■ **EXERCISE DIRECTIONS**
Please copy the items from the line with "the marsh grass" up to and including the line with "the white dog", putting "widest" in place of "thickest" and leaving everything else unchanged.

■ **MATERIALS PROVIDED**
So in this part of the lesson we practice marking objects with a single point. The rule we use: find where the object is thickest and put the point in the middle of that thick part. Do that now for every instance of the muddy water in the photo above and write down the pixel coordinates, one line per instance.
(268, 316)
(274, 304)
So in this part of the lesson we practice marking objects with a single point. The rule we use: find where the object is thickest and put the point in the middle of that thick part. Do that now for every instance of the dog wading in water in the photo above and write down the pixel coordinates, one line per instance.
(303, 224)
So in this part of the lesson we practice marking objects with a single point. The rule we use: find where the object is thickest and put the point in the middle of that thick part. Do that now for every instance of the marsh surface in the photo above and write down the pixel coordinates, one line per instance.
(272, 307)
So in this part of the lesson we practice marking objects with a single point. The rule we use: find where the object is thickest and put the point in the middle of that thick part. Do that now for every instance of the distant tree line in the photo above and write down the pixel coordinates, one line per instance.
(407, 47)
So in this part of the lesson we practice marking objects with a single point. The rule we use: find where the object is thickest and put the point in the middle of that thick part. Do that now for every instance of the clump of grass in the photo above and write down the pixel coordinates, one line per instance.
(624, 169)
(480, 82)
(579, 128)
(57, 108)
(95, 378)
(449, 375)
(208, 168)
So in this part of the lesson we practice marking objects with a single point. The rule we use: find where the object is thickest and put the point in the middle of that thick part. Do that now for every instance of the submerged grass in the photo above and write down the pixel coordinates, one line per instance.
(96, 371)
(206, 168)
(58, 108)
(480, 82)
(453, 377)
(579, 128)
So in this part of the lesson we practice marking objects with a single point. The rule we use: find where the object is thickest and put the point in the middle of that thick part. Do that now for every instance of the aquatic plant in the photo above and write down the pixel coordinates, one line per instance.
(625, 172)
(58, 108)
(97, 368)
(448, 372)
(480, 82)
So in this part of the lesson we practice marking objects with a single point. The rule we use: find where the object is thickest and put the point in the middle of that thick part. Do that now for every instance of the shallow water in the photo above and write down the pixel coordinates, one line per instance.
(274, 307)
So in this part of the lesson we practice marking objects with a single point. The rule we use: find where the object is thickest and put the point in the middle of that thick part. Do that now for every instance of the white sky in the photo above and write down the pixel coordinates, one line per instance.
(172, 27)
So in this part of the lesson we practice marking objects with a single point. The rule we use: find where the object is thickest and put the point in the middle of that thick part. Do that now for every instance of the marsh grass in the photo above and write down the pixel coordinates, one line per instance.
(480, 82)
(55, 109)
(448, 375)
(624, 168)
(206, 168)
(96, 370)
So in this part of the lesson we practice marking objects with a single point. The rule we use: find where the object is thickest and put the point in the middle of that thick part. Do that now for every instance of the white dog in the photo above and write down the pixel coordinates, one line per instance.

---

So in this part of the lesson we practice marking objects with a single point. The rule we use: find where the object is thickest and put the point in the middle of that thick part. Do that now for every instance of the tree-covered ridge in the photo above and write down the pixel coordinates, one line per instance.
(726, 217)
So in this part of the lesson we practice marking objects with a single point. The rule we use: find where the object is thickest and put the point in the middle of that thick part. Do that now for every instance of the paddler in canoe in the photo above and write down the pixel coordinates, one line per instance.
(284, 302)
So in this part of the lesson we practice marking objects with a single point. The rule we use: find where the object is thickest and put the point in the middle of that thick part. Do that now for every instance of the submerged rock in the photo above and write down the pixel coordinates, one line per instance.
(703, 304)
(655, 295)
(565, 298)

■ **ANSWER IN FULL**
So in this part of the lesson we practice marking objects with a single point. The rule we use: find where the object is widest and put the point in the middle of that thick part. Do that now for every instance of the marsh grass in the photo above and write down the pixel coordinates, one line per instance.
(480, 82)
(55, 109)
(448, 375)
(624, 168)
(206, 168)
(96, 370)
So in this part of the lesson we practice marking objects with a single point. The rule we use: find where the object is widest and put the point in the middle of that thick part. Do that now for every instance of the white dog in the photo above and write down the pixel coordinates, one line per instance.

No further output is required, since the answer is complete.